▶ [待完成任务]:
1) 请输出关于拐枣的那段文字中从“拐枣树主干笔直,短短的时间就”起、到“太好了,才造成了那样的假象。”为止（包括这几个字）的部分，不作任何改动。
2) 请接续关于拐枣的那段文字，从它最后一句之后往下写。

▶ [网页摘录]:
============
拐枣树主干笔直,短短的时间就可以窜得老高,枝桠脆弱的它不容易被人攀爬,那些挂在高枝上的果实就算用竹竿打,也只能得到有限的部分。正因为这样,等到拐枣成熟时才有我的份,否则,早被他们村的孩子采光了。这种悬挂在高处,形状扭曲有如鸡爪,霜降之后呈半透明状的东西,味道着实不错,清甜中伴有一股蜂蜜的醇香。遗憾的是,它们只在舅舅的村庄有,他们村的田间地头均有分布,而我们村,竟一棵都找不到。这加剧了我对它们的向往。那时候,我想不明白,为何但凡好东西,他们村都比我们村多,相比之下,我们村是那么可怜,几乎一无所有,以至于很长一段时间,我把舅舅所在的村庄当成了天堂一般的存在。现在看来,他们村跟我们村并无多大差别,路是同样曲折的羊肠小道,田是产量低下的山地梯田,那里的人跟我们一样过着清苦贫寒的日子,是因为舅舅和姨父对我太好了,才造成了那样的假象。
============
[数据集条目]

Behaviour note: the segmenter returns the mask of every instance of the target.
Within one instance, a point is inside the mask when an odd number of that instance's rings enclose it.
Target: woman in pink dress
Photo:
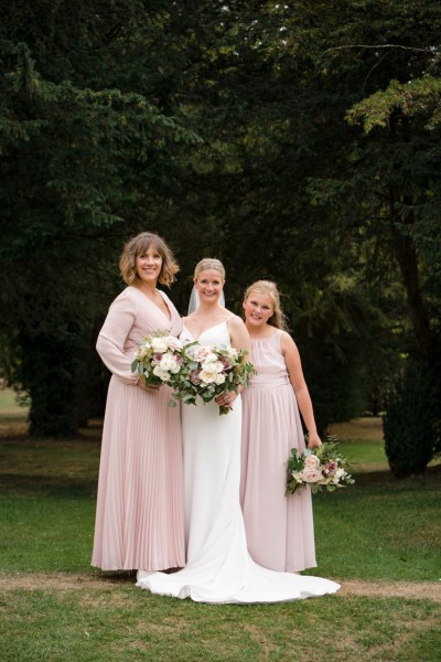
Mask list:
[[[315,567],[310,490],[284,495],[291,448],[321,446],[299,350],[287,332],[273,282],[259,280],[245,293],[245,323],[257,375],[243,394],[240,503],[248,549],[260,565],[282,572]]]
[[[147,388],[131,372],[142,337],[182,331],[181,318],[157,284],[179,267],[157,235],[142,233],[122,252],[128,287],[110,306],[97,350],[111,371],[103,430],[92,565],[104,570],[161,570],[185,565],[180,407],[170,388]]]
============
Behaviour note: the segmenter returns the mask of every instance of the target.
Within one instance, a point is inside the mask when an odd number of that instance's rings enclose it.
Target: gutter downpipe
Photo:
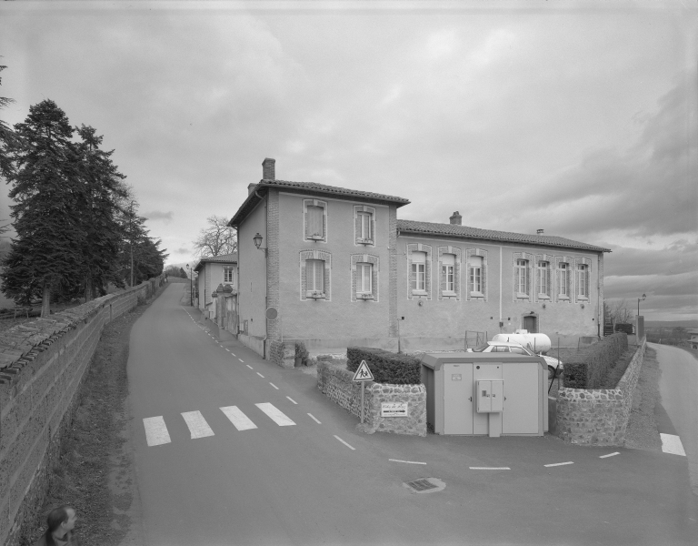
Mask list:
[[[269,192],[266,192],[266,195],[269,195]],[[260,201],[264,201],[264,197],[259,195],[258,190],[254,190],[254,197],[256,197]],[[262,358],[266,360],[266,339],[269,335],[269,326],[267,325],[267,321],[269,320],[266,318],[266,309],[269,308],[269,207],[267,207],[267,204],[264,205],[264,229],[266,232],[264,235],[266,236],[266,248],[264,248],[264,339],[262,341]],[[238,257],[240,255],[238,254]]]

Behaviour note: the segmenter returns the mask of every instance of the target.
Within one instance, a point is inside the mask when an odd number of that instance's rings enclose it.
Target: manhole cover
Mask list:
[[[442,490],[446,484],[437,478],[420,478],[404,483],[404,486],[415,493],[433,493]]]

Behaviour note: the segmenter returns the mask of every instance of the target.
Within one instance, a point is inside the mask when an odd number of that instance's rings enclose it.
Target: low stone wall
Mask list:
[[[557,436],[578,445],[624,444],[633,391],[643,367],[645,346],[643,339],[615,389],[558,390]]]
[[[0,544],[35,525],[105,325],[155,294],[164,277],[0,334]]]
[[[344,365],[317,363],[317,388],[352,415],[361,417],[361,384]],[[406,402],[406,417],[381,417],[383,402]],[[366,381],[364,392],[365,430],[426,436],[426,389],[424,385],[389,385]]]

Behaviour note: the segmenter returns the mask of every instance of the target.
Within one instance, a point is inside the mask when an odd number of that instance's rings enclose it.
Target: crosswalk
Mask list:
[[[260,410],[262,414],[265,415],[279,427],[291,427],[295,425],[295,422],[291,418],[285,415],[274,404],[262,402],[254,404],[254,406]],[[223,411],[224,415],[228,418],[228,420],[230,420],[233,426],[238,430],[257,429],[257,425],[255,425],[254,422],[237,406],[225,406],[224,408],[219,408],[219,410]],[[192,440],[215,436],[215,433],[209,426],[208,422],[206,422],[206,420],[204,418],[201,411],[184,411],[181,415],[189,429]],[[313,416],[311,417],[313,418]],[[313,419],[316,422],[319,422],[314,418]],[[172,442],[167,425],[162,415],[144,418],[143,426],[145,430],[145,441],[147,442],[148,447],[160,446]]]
============
▶ [任务结果]:
1)
拐枣树主干笔直,短短的时间就可以窜得老高,枝桠脆弱的它不容易被人攀爬,那些挂在高枝上的果实就算用竹竿打,也只能得到有限的部分。正因为这样,等到拐枣成熟时才有我的份,否则,早被他们村的孩子采光了。这种悬挂在高处,形状扭曲有如鸡爪,霜降之后呈半透明状的东西,味道着实不错,清甜中伴有一股蜂蜜的醇香。遗憾的是,它们只在舅舅的村庄有,他们村的田间地头均有分布,而我们村,竟一棵都找不到。这加剧了我对它们的向往。那时候,我想不明白,为何但凡好东西,他们村都比我们村多,相比之下,我们村是那么可怜,几乎一无所有,以至于很长一段时间,我把舅舅所在的村庄当成了天堂一般的存在。现在看来,他们村跟我们村并无多大差别,路是同样曲折的羊肠小道,田是产量低下的山地梯田,那里的人跟我们一样过着清苦贫寒的日子,是因为舅舅和姨父对我太好了,才造成了那样的假象。

2)
他们村最大的一棵拐枣树长在大舅家的菜园边。它实在太高大了,如果不被风吹落,顶上的拐枣,谁也没办法得到。那天,我徘徊树下,苦于无计,一阵北风呼啸而至,风停之后,拐枣落了一地。我很想跑去告诉表弟,却又担心在去叫他的空隙,会有人路过,把地上的拐枣全部捡走;要是大声喊,又怕村里其他孩子听到,只好一个人埋头拼命捡。姨父是在我把所有拐枣都捡完之后出现的。他好像也是被风吹来似的,悄无声息地出现在我身前,大大咧咧地伸出手,让我把捡到的拐枣给他。他的举动失去了往日的亲和力,傲慢无理,而且有点儿神秘。我很为难。那些拐枣得来不易,不是哪天都会刮大风的,而且就算有大风,我也未必会每次都碰上。可他是我的姨父,向来对我很好。见我犹豫不决,姨父干脆从口袋掏出十五块钱。他的这个举动,使我更加惶惑不解。我怎么可以要他的钱?如果那样的话,岂不成了买卖?他的这个小外甥岂不就是白眼狼?

想到姨父平日对我的好,我咬咬牙,终究还是将拐枣递到他手里。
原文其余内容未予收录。